REQUIREMENTS:
Repeat exactly the lines below from the line that contains "Keypoint rule: one marker on every instance of the pale" to the last line, inclusive, without the pictures.

INFORMATION SUPPLIED:
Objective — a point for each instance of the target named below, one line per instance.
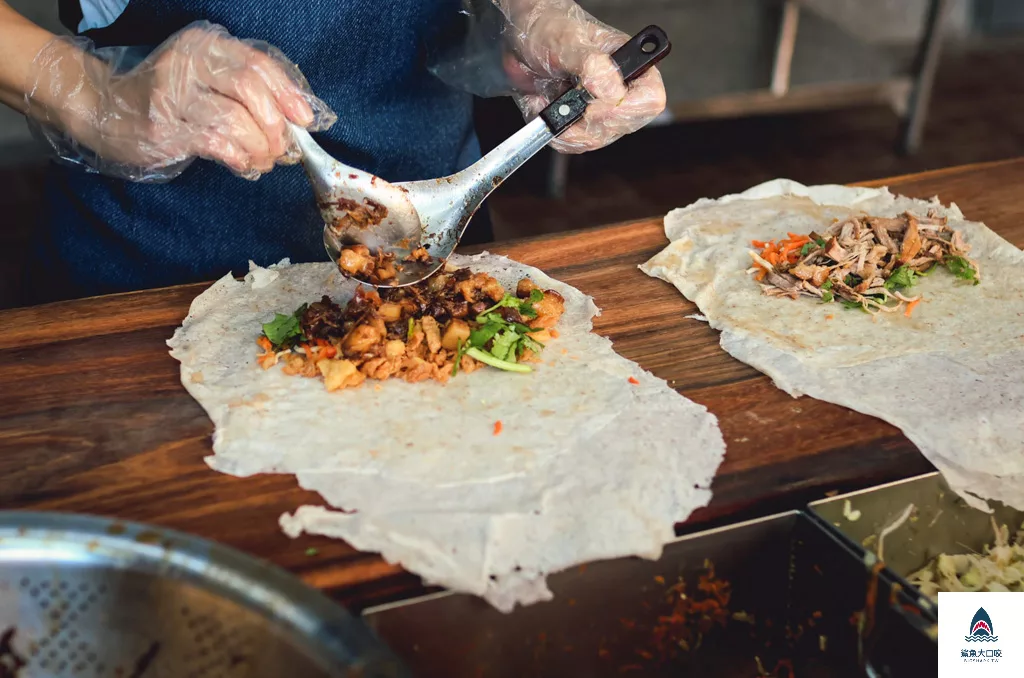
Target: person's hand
(555, 41)
(202, 93)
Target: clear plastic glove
(555, 42)
(202, 93)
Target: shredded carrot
(326, 349)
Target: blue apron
(366, 58)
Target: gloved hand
(553, 41)
(201, 93)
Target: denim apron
(366, 58)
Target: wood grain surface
(93, 417)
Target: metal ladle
(434, 213)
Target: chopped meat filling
(457, 320)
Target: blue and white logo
(981, 628)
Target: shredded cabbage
(998, 567)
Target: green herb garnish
(504, 344)
(487, 358)
(963, 268)
(901, 278)
(285, 328)
(460, 351)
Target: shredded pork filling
(866, 262)
(455, 321)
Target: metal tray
(802, 585)
(942, 522)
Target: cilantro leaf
(487, 358)
(504, 344)
(483, 334)
(901, 278)
(461, 349)
(284, 328)
(963, 268)
(529, 343)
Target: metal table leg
(925, 68)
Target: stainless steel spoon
(360, 208)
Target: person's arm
(555, 41)
(201, 93)
(20, 40)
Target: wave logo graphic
(981, 628)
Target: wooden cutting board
(93, 417)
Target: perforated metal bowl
(87, 596)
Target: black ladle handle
(634, 58)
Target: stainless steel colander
(88, 596)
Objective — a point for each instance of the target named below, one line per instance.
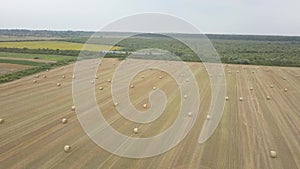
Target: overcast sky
(273, 17)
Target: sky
(264, 17)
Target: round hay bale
(144, 105)
(135, 130)
(67, 148)
(273, 154)
(64, 120)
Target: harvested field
(33, 135)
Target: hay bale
(145, 105)
(135, 130)
(67, 148)
(185, 96)
(64, 120)
(273, 154)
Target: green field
(21, 62)
(61, 45)
(35, 56)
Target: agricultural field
(54, 45)
(33, 135)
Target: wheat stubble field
(33, 135)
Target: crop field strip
(33, 135)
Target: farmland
(33, 136)
(61, 45)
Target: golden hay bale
(273, 154)
(145, 105)
(135, 130)
(64, 120)
(67, 148)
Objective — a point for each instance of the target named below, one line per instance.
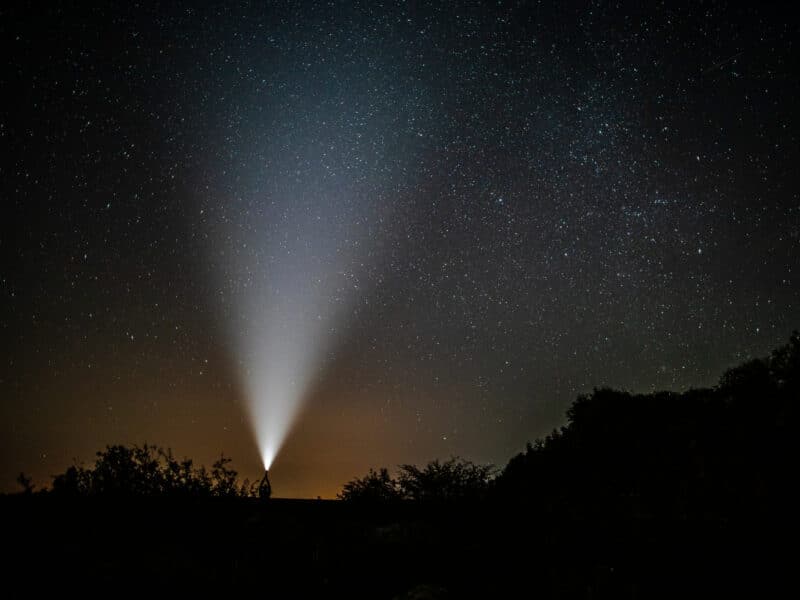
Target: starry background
(531, 200)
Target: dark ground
(308, 548)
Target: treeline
(712, 453)
(121, 471)
(707, 453)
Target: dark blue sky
(508, 206)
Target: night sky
(439, 224)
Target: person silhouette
(265, 488)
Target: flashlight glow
(286, 308)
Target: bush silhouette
(149, 471)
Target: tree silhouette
(149, 471)
(453, 480)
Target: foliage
(708, 453)
(453, 480)
(149, 471)
(375, 486)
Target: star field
(494, 210)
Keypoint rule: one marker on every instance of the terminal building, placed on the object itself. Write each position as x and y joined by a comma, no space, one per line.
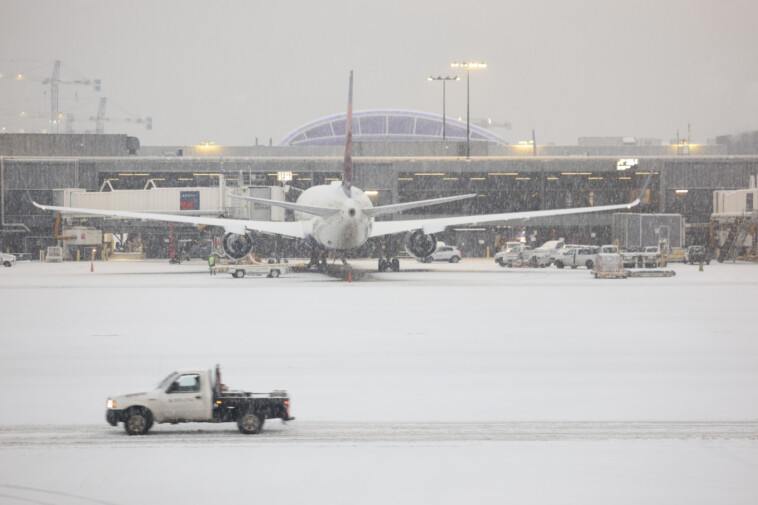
398,156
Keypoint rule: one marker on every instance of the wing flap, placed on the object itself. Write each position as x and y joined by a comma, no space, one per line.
437,225
308,209
399,207
239,226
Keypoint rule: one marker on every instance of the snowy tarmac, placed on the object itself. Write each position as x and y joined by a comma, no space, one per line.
440,383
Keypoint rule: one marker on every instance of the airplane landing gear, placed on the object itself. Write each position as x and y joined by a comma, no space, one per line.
389,264
318,260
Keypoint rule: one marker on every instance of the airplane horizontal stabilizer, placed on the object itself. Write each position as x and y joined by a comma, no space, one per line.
399,207
308,209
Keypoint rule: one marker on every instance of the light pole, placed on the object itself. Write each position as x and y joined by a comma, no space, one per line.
444,81
468,65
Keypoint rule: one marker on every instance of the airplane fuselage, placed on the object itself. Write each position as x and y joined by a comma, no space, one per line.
348,228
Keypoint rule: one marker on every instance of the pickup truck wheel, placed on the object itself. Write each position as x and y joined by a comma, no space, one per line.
250,423
138,421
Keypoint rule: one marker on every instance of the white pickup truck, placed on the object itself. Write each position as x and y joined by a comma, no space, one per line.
646,258
581,256
8,260
196,396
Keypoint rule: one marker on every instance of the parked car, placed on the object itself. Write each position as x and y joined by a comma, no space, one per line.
577,256
8,259
500,256
444,253
696,254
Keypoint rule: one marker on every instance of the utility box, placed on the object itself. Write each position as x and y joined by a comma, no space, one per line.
644,230
54,254
82,235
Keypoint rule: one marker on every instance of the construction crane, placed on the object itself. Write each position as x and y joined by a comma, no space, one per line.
54,81
100,119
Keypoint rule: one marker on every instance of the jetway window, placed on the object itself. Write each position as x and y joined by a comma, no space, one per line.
324,130
401,125
455,131
339,127
374,125
427,127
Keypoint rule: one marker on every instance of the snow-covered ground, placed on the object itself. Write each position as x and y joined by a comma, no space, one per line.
438,384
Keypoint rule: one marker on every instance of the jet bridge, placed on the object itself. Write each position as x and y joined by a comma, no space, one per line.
201,201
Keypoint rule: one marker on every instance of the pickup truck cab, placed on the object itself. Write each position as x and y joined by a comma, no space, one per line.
8,260
574,257
196,396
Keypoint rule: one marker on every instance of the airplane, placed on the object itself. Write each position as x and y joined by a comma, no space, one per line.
340,217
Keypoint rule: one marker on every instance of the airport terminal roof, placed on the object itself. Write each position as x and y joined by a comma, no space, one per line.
373,125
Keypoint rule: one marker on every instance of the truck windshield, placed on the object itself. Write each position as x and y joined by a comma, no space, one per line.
165,382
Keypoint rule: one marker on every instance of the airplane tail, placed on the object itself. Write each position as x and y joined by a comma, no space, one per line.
347,176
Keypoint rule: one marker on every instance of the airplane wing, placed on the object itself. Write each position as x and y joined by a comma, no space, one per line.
399,207
437,225
239,226
308,209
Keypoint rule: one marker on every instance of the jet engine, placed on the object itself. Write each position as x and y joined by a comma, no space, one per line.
419,245
236,246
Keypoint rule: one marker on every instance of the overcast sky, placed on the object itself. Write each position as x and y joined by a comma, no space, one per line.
231,71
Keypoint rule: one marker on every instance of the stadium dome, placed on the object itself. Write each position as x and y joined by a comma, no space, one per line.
376,125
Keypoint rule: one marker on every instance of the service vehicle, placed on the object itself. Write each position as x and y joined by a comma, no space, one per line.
522,255
270,269
444,253
551,249
583,256
8,260
196,396
697,254
646,258
608,265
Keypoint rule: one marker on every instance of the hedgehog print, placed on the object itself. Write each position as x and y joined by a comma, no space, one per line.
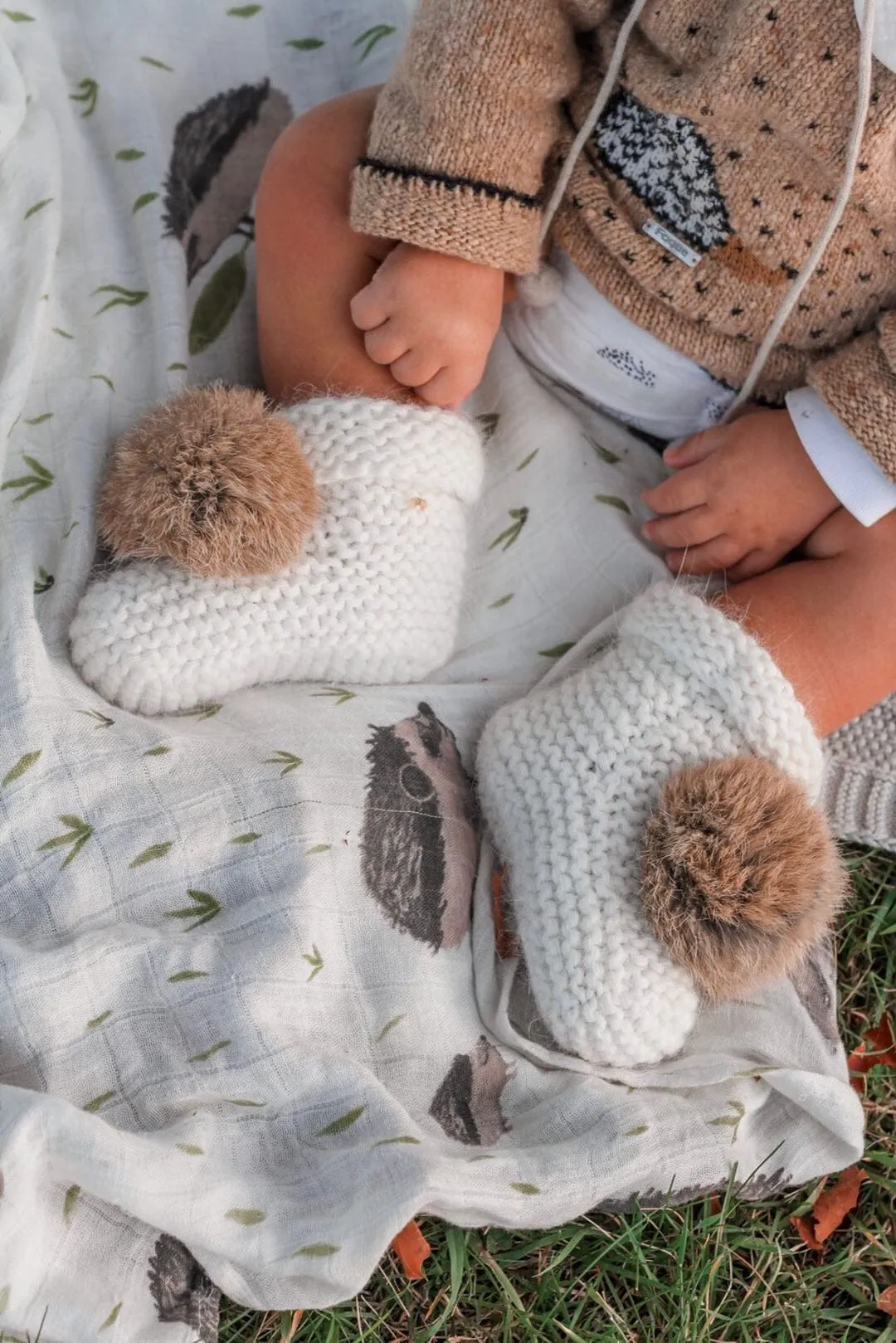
215,167
418,837
468,1104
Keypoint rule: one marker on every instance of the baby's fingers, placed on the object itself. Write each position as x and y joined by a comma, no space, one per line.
694,527
723,552
683,490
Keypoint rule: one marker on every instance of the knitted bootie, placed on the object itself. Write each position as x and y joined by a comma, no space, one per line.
373,596
655,815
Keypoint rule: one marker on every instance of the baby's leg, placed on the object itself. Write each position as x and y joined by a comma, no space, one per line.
828,620
309,260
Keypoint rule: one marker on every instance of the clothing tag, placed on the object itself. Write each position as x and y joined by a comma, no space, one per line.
661,236
884,43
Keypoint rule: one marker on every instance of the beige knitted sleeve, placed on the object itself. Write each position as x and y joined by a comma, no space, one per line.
859,384
462,128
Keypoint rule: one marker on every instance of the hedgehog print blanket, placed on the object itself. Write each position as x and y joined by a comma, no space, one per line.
251,1015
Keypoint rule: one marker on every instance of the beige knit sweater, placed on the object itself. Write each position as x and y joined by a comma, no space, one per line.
730,128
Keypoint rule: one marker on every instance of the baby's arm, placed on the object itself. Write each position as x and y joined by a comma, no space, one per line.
453,173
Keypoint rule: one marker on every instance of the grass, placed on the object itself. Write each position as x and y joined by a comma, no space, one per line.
711,1272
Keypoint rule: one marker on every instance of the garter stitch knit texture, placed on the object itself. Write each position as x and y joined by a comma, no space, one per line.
567,779
373,598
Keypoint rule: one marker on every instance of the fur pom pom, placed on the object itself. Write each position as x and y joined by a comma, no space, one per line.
212,481
740,873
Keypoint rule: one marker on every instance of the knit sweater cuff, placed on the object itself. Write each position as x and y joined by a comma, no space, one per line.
731,674
859,386
476,221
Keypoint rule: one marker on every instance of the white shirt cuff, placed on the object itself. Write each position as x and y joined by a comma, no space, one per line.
846,469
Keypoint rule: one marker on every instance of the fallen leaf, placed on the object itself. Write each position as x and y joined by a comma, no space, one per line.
887,1301
830,1209
504,944
412,1249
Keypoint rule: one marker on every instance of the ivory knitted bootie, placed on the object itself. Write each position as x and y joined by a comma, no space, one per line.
655,814
373,598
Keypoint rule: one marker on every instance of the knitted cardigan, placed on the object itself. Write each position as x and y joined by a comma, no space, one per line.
728,128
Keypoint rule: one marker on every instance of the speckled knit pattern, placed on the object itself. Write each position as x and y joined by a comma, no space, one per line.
730,129
567,779
373,599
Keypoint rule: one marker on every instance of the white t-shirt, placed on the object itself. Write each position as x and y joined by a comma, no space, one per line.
592,349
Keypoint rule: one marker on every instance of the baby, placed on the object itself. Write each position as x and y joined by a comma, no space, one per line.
742,169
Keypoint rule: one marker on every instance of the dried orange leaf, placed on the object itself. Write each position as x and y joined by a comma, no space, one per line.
412,1251
887,1301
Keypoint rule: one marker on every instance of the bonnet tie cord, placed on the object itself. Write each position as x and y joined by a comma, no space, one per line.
853,149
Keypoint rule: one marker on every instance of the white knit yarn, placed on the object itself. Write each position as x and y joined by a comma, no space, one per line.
567,778
373,599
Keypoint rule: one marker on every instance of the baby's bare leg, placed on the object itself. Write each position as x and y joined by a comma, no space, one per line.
828,620
310,264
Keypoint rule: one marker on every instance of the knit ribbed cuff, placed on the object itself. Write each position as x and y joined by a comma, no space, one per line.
473,221
733,672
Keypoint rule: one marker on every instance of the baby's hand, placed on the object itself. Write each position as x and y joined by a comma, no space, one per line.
431,320
743,496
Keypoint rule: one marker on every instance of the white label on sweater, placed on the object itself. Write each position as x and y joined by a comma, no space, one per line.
661,236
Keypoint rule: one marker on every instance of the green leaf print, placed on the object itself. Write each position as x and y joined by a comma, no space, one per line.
203,909
155,850
489,425
614,501
603,453
102,722
316,962
21,767
97,1103
288,761
512,533
217,304
334,692
340,1124
123,297
77,835
110,1319
73,1195
89,91
390,1025
246,1216
39,479
210,1053
373,36
32,210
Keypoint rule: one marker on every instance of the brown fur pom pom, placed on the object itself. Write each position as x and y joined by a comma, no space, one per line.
212,481
740,873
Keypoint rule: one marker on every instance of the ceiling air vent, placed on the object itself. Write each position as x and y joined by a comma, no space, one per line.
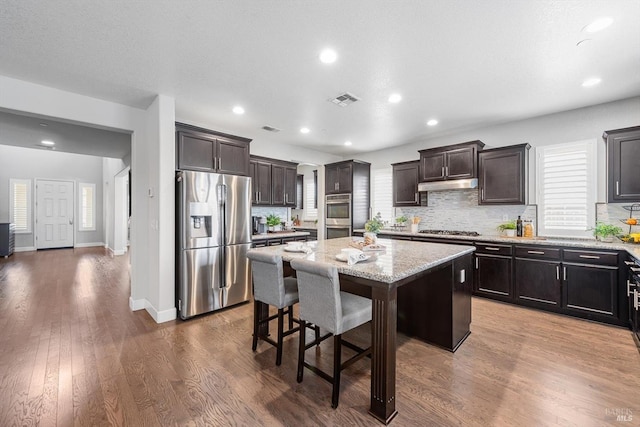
345,99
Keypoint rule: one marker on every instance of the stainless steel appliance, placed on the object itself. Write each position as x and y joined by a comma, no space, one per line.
213,236
338,215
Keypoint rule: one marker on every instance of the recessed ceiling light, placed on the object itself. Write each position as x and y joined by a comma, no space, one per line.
598,25
328,56
394,98
591,82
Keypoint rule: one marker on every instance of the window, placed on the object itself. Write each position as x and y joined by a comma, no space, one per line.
382,193
87,207
20,205
566,189
311,201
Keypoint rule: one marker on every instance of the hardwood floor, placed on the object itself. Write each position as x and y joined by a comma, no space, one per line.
72,353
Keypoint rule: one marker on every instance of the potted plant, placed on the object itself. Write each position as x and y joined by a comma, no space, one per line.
606,232
372,228
273,222
508,228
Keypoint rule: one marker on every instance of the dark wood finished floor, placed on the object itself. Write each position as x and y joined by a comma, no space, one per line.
72,353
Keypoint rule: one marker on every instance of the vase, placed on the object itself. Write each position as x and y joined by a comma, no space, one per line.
370,238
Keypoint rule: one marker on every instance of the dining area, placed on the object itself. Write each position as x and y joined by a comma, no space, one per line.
394,286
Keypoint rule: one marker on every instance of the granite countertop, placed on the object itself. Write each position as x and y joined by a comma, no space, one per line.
632,249
279,235
401,259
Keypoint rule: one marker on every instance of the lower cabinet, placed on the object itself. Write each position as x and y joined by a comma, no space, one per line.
538,283
591,291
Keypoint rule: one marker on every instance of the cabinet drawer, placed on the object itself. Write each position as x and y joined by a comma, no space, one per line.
494,249
591,257
537,252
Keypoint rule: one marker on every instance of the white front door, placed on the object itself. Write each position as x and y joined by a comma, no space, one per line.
54,214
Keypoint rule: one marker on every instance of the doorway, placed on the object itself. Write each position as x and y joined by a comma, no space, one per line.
54,214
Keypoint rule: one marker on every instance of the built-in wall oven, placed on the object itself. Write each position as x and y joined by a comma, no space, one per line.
337,215
633,292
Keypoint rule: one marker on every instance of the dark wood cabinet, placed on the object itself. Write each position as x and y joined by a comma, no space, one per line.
537,276
452,162
503,175
623,160
406,176
493,274
338,178
274,182
591,284
209,151
261,182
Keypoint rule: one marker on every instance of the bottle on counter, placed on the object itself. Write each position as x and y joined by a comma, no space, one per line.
519,226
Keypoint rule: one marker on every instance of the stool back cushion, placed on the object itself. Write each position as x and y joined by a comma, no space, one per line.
319,294
268,283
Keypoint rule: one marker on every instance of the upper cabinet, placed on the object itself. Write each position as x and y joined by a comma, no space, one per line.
274,182
623,164
503,175
406,176
451,162
208,151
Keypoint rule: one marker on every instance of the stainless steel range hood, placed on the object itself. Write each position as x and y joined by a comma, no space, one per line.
454,184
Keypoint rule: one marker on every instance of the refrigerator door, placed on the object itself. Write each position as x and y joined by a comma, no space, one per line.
236,198
201,290
238,274
199,213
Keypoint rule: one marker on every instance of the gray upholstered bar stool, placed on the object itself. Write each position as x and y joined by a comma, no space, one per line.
322,303
270,287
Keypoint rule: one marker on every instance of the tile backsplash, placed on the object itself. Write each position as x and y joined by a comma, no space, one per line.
458,210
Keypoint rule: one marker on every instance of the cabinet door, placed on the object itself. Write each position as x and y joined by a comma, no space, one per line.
460,163
331,180
233,157
344,178
432,166
277,184
493,276
290,193
196,151
590,290
538,283
503,176
624,161
405,184
263,183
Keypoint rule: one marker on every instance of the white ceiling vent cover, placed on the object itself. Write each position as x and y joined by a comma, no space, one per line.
345,99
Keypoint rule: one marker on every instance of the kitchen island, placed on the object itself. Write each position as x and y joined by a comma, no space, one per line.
420,267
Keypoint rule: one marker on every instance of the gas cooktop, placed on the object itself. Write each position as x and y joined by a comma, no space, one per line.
451,232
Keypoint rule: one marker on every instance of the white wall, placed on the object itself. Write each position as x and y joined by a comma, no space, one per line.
21,96
28,163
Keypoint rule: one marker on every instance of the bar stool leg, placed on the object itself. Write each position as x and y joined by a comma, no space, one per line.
337,361
301,345
256,322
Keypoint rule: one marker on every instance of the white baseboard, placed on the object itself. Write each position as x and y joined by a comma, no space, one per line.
88,245
158,316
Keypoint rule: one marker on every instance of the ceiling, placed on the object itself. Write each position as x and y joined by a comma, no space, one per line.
466,64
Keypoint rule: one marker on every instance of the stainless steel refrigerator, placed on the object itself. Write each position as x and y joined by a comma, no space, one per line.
213,215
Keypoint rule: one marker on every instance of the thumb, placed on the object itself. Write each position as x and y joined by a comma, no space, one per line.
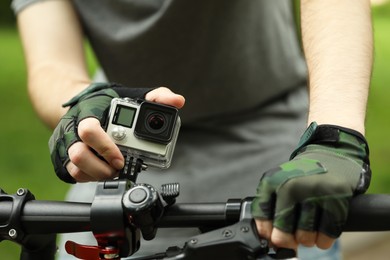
165,96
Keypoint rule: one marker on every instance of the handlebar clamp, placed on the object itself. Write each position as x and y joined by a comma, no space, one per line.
11,229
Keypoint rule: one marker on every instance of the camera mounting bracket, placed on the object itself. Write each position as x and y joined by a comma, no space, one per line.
133,166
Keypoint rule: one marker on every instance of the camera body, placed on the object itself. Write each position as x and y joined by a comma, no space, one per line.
144,130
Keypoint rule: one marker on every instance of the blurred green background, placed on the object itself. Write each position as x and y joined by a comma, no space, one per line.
24,156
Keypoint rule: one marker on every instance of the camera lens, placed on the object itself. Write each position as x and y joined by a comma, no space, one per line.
156,121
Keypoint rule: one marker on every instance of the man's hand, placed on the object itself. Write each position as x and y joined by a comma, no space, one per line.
79,135
306,200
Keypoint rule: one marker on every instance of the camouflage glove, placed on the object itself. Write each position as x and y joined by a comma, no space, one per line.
94,101
313,190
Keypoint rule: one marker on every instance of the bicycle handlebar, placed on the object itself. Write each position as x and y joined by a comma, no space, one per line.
116,203
369,212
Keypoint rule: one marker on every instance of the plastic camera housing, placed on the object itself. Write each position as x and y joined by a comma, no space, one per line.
144,130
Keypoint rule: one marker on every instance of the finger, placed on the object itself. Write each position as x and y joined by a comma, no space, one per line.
77,174
87,162
93,135
264,228
324,241
306,238
282,239
165,96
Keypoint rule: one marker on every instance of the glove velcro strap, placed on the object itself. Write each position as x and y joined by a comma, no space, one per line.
327,134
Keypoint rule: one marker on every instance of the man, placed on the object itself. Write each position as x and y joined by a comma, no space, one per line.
239,66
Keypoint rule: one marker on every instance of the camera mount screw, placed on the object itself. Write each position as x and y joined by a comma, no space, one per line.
12,233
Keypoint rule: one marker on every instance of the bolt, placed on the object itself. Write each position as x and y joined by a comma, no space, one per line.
263,243
12,233
244,229
111,256
20,191
227,233
110,253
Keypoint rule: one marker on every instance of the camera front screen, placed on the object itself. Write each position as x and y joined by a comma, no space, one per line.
124,116
156,122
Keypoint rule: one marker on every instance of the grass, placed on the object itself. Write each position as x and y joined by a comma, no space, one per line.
24,157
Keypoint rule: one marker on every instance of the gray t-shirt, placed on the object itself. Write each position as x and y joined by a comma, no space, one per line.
223,56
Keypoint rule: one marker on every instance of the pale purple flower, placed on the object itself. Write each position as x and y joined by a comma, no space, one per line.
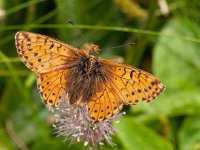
74,123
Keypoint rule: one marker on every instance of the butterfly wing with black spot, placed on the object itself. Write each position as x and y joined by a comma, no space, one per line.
123,85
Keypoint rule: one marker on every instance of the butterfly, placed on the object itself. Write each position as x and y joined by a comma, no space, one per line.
87,79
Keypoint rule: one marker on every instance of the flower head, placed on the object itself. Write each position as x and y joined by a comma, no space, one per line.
74,122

FINAL RESULT:
Keypoint rule: one marker on every instance of the pale purple flower, placed on the object itself. Write each position as x and y joined by a comma, no space, one per line.
74,123
Keypoint rule: one marker on every instance of the butterfly wing with black spot, placed on the object itself. Write each position as x and y joined by a comma, no space, one per line.
123,85
Keypoint rule: one marker on every instance of the butterfly, placed on the object itself. Write each position as x and y joined by a comma, no space, one per line.
87,79
Keypoint rule: one marker on every instance of the flower head, placed on the object itself. Write each position as x and y joined by a comma, no space, one per line.
74,122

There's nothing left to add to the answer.